** start Supplied material **

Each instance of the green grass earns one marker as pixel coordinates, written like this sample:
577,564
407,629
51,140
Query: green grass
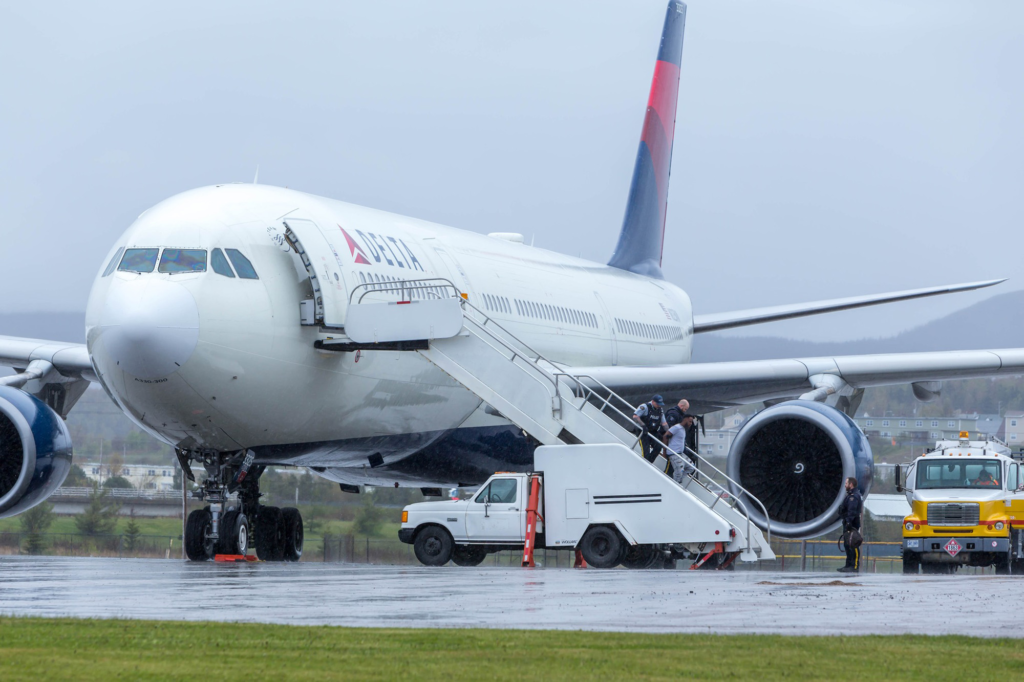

** end Supplied material **

*Given task*: Reproduce the records above word for word, omitting the pictures.

*Response*:
Each instance of the green grass earns one marker as pixel coordinates, written like this sample:
577,564
407,629
51,140
Query: green grass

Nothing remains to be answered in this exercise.